▸ **Instructions to follow**
Set out the rows below as a JSON list of strings, one string per line, with blank lines omitted and the pictures left out.

▸ **Data listing**
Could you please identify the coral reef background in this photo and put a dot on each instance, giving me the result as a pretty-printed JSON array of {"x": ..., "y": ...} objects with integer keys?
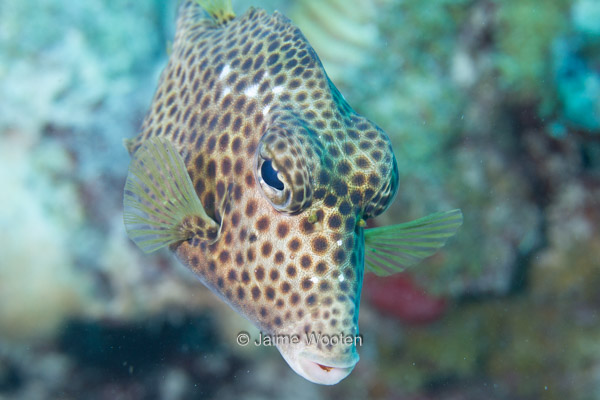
[{"x": 492, "y": 106}]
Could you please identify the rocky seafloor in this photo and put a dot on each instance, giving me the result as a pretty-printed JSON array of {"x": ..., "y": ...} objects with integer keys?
[{"x": 492, "y": 106}]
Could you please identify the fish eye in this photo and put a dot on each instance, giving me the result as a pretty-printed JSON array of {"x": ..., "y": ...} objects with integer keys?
[
  {"x": 283, "y": 181},
  {"x": 269, "y": 175}
]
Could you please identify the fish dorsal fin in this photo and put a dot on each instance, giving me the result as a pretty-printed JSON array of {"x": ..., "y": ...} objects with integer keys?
[
  {"x": 391, "y": 249},
  {"x": 220, "y": 10},
  {"x": 160, "y": 204}
]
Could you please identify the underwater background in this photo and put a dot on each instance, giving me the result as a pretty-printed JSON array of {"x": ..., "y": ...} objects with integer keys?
[{"x": 492, "y": 107}]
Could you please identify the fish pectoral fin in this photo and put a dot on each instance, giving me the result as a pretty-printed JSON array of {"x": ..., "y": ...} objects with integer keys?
[
  {"x": 391, "y": 249},
  {"x": 160, "y": 204},
  {"x": 219, "y": 10}
]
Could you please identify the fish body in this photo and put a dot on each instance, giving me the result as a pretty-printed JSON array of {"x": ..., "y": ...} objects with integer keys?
[{"x": 252, "y": 168}]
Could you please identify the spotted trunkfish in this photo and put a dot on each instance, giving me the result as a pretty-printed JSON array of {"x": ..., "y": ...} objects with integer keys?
[{"x": 251, "y": 167}]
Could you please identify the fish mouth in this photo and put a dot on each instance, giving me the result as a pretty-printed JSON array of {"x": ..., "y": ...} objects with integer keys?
[{"x": 328, "y": 373}]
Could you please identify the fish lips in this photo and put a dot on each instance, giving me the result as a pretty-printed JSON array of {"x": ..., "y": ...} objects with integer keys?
[{"x": 318, "y": 369}]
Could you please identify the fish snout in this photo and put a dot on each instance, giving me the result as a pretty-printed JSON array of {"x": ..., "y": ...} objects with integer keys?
[{"x": 328, "y": 373}]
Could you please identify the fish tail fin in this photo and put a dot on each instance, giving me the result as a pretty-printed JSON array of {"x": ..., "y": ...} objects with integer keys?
[
  {"x": 129, "y": 144},
  {"x": 220, "y": 10}
]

▸ **Response**
[
  "Could you please identify the coral reef background in this photo and put a dot on each instance, giving me the result as a pretty-printed JSON array of {\"x\": ..., \"y\": ...} objects with integer keys?",
  "[{\"x\": 492, \"y\": 106}]",
  "Could you please identify the rocky seafloor in this photo and put a dot on each instance, giving me the result as a pretty-printed JSON array of {\"x\": ..., \"y\": ...} objects with integer keys?",
  "[{\"x\": 492, \"y\": 106}]",
  "Could you please identify the fish eye in this photo and put a dot on each instance, giving me the result as a pretty-printed JSON array of {\"x\": ..., \"y\": ...} objects with integer keys?",
  "[",
  "  {\"x\": 283, \"y\": 181},",
  "  {\"x\": 269, \"y\": 175}",
  "]",
  "Could you please identify the fish dorsal fin in this photo and put a dot on each instance, giving me the result as a pretty-printed JSON array of {\"x\": ..., \"y\": ...} objects with integer keys?",
  "[",
  "  {\"x\": 391, \"y\": 249},",
  "  {\"x\": 220, \"y\": 10},",
  "  {\"x\": 160, \"y\": 204}",
  "]",
  "Could you please identify the underwater background in this photo and put a dot on each instance, giving me the result as a pretty-printed JSON array of {\"x\": ..., \"y\": ...} objects with integer keys?",
  "[{\"x\": 492, \"y\": 107}]",
  "Could you please identify the fish pectoral fin in this photo and put a dot on each instance, giving me the result as a pretty-printed JSON array of {\"x\": ..., \"y\": ...} objects with integer keys?",
  "[",
  "  {\"x\": 391, \"y\": 249},",
  "  {\"x\": 160, \"y\": 204},",
  "  {\"x\": 219, \"y\": 10}",
  "]",
  "Could you please identify the fish body in this photo and put a dot on each instance, giving me the result as a pretty-printed JSON array of {\"x\": ..., \"y\": ...} objects with integer keys?",
  "[{\"x\": 252, \"y\": 168}]",
  "Could you please identify the spotted trunkfish in this photo and put a dot on each instance, giving me the result as a pretty-printed JSON array of {\"x\": ..., \"y\": ...} objects with integer keys?",
  "[{\"x\": 251, \"y\": 167}]",
  "Could you please identify the fish mouth in this photo and put a dot on each instance, giving me the result as a pretty-printed JSON array of {\"x\": ..., \"y\": ...} objects with integer keys?",
  "[{\"x\": 328, \"y\": 373}]",
  "Could you please identify the fish lips in this photo and put a dot on each instance, giving me the result as a pretty-printed JSON array of {\"x\": ..., \"y\": ...} objects with integer keys?",
  "[{\"x\": 318, \"y\": 369}]",
  "Could you please identify the fish snout in this photo and put a dot on each instance, giving me the result as a pretty-printed JSON array of {\"x\": ..., \"y\": ...} objects with integer keys?",
  "[{\"x\": 328, \"y\": 373}]",
  "Could you please identify the fish tail fin in this photo and put a dot on each instance, giving me the result as a pretty-printed JSON array of {\"x\": ..., \"y\": ...} objects with integer keys?",
  "[",
  "  {\"x\": 129, \"y\": 144},",
  "  {\"x\": 220, \"y\": 10}",
  "]"
]